Directive: Render the items below as a Markdown table with a Row column for the row number and a Line column for the line itself, leaving out blank lines. Begin at the line that contains "Each instance receives exactly one keypoint. Mark the red and" and stop after the line that contains "Each instance receives exactly one keypoint. Mark the seated".

******

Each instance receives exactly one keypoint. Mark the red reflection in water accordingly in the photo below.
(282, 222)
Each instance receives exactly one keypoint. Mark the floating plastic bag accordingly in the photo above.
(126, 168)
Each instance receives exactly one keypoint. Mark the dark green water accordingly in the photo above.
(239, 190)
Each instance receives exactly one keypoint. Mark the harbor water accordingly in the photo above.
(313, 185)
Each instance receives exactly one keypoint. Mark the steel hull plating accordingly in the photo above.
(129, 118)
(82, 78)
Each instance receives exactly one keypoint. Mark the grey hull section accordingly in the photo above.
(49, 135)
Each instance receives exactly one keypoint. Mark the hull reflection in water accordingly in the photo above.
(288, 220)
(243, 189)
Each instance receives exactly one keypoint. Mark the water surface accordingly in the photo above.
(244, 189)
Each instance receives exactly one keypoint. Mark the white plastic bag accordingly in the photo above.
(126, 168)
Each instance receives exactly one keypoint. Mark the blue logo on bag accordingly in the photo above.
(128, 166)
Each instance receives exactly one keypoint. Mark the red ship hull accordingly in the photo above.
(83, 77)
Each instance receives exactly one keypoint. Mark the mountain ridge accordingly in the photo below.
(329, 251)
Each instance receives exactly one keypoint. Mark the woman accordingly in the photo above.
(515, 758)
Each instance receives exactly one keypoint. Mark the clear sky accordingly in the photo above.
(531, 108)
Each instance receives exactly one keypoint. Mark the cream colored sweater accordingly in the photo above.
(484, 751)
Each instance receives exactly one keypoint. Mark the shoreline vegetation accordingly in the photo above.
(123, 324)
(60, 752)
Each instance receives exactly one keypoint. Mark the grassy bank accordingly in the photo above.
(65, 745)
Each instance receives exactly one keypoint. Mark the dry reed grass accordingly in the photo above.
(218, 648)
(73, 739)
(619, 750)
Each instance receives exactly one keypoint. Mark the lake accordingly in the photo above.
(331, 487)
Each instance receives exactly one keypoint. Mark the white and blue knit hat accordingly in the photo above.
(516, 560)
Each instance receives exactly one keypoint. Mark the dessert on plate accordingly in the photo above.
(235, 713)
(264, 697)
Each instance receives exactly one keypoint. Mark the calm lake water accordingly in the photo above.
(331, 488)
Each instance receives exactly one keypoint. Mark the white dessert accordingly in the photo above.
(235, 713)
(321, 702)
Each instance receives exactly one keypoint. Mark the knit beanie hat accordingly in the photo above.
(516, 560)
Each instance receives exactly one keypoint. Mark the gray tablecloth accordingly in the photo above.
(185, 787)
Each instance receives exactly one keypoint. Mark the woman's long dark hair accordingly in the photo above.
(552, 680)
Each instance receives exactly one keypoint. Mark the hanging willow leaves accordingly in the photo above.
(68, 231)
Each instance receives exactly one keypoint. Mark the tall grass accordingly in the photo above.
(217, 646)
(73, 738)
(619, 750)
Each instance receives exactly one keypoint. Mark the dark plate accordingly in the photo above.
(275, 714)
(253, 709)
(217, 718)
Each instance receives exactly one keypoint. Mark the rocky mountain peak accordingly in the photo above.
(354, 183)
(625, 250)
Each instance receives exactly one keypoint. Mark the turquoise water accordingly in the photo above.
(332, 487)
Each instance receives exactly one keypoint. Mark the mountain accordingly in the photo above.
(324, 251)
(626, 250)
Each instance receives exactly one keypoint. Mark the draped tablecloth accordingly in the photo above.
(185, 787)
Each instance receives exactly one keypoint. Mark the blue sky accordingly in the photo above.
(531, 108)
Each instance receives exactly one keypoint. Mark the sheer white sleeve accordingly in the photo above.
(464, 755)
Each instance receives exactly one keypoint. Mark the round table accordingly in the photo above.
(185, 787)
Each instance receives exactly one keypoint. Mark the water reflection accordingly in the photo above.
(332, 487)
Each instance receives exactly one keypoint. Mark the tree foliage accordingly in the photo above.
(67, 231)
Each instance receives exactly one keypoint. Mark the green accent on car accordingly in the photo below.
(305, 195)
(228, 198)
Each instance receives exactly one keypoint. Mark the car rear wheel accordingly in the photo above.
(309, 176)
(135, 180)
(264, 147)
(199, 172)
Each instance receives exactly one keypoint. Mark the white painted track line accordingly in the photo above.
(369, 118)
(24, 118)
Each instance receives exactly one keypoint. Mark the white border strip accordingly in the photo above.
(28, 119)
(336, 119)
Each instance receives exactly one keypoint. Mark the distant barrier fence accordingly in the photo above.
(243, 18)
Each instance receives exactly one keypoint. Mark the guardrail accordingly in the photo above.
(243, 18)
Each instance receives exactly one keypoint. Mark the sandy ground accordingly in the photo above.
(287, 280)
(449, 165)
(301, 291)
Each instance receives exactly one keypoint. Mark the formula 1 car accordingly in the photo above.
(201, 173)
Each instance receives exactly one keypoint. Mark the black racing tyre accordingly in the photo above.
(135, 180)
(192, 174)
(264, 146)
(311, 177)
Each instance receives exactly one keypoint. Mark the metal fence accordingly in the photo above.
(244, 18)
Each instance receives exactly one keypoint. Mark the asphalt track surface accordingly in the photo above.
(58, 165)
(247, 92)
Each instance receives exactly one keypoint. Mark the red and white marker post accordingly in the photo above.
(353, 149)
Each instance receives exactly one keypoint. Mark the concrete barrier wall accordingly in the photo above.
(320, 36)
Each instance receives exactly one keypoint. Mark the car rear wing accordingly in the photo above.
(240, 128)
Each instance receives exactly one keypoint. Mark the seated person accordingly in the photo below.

******

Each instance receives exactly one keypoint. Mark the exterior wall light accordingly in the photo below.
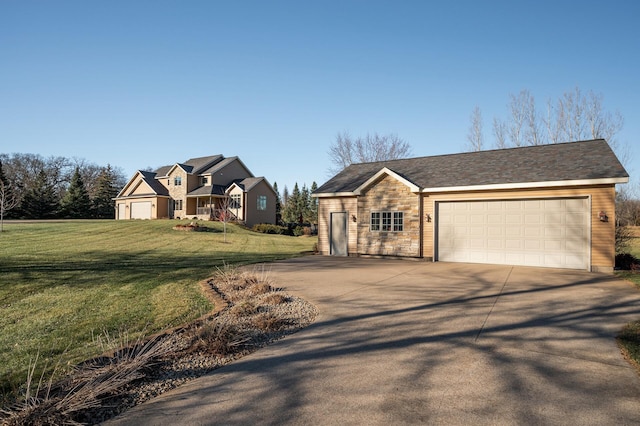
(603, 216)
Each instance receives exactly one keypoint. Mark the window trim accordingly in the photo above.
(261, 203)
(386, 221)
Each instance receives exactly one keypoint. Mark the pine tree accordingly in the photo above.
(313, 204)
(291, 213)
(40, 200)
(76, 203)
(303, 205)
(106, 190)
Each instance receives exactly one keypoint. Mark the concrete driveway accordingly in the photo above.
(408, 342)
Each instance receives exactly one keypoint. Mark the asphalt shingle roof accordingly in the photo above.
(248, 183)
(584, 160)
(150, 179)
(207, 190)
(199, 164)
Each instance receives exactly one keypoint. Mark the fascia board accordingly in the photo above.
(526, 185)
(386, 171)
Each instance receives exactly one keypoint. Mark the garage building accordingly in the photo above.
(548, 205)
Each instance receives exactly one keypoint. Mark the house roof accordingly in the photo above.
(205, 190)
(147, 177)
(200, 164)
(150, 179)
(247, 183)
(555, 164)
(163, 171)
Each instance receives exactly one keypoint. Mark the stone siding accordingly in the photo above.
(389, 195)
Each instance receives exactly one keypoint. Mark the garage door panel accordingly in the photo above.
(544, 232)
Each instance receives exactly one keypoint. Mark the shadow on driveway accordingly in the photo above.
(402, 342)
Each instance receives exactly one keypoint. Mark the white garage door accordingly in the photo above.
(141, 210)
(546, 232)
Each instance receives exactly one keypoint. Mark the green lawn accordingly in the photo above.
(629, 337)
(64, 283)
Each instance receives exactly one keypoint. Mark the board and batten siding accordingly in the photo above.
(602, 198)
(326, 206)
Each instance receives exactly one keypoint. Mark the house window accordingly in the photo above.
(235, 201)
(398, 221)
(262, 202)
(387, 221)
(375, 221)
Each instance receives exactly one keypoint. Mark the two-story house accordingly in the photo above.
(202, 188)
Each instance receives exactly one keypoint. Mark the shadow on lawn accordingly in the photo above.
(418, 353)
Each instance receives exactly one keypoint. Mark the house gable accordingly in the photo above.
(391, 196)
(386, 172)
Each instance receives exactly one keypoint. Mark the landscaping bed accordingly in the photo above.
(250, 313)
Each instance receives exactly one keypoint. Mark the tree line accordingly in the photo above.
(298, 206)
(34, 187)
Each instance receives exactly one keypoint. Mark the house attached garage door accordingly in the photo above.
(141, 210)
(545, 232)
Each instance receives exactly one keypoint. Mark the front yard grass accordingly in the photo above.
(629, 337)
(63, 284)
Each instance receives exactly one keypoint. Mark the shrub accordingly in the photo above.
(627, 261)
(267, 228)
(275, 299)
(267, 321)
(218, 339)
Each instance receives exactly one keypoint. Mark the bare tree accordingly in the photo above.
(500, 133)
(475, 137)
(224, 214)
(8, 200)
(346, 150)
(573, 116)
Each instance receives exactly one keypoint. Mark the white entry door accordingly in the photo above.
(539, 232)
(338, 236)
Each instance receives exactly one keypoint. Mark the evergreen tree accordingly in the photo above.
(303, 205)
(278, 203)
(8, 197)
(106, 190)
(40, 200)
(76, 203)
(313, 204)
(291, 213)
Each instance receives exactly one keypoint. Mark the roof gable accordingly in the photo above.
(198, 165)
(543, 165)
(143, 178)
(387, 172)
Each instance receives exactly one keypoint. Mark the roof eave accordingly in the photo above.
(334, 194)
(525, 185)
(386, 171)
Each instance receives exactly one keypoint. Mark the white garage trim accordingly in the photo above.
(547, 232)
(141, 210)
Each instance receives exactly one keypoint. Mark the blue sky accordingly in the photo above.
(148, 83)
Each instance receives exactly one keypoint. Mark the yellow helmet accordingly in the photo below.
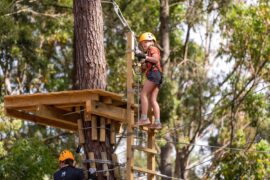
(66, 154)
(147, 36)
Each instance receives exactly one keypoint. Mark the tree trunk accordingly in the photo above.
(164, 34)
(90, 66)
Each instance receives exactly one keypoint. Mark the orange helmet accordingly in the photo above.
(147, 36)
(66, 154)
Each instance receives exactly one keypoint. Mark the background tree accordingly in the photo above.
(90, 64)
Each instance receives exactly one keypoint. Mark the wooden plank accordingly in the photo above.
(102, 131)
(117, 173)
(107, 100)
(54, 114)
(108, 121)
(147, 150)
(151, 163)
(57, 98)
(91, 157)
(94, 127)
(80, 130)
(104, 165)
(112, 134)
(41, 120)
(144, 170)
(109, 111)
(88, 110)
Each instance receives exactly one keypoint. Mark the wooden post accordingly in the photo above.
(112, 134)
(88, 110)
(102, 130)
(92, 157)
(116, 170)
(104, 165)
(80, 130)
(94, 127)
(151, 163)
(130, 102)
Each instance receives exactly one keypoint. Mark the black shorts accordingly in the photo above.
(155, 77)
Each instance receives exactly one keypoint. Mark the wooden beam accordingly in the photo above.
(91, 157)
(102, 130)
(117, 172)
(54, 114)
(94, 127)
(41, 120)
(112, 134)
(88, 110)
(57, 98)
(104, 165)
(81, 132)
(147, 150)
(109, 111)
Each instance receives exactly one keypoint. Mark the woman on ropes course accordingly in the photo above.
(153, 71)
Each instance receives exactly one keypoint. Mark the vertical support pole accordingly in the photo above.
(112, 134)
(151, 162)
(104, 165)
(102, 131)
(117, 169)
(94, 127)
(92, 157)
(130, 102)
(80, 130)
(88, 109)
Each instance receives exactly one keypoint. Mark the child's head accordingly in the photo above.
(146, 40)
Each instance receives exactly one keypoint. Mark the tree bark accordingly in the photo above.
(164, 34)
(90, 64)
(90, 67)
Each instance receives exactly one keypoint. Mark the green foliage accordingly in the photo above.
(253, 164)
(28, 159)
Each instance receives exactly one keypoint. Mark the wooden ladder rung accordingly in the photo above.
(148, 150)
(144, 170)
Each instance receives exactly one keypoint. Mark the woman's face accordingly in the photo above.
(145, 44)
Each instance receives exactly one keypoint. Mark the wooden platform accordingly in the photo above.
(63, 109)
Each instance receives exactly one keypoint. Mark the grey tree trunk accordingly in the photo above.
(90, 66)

******

Solution:
| Row | Line |
|---|---|
| 1 | Each instance receives exactly one keypoint. Mark the red and white marker post accordingly in the photo above. |
| 2 | (353, 149) |
| 3 | Each instance receives exactly one keypoint. Mark the concrete barrier wall accordingly in the photo above. |
| 4 | (320, 36) |
| 5 | Each instance receives exactly one keypoint. Mark the car rear wing accordingly in the photo above. |
| 6 | (240, 128) |
| 7 | Each instance receives exactly one keypoint. Mark the seated person accordingly in the photo below. |